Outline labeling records

[BEGIN]

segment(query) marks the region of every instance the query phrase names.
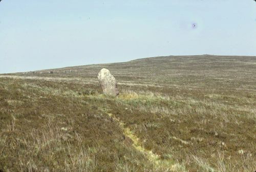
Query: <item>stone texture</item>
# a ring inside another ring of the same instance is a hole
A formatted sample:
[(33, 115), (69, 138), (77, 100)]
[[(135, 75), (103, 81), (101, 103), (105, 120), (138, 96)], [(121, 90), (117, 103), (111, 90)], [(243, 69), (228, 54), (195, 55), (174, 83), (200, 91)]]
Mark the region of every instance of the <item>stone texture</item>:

[END]

What needs to be done: Transcribe every line of the records above word for word, leaving out the pictures.

Task solution:
segment(query) marks the region of every instance the query phrase names.
Query: <item>stone texture</item>
# a ring inside another ring of the same instance is a hole
A formatted sample:
[(33, 115), (69, 138), (77, 100)]
[[(135, 75), (103, 81), (101, 103), (105, 120), (138, 96)], [(121, 90), (117, 103), (111, 90)], [(243, 69), (228, 54), (195, 55), (174, 83), (200, 91)]]
Mark the region of every instance of the <item>stone texture</item>:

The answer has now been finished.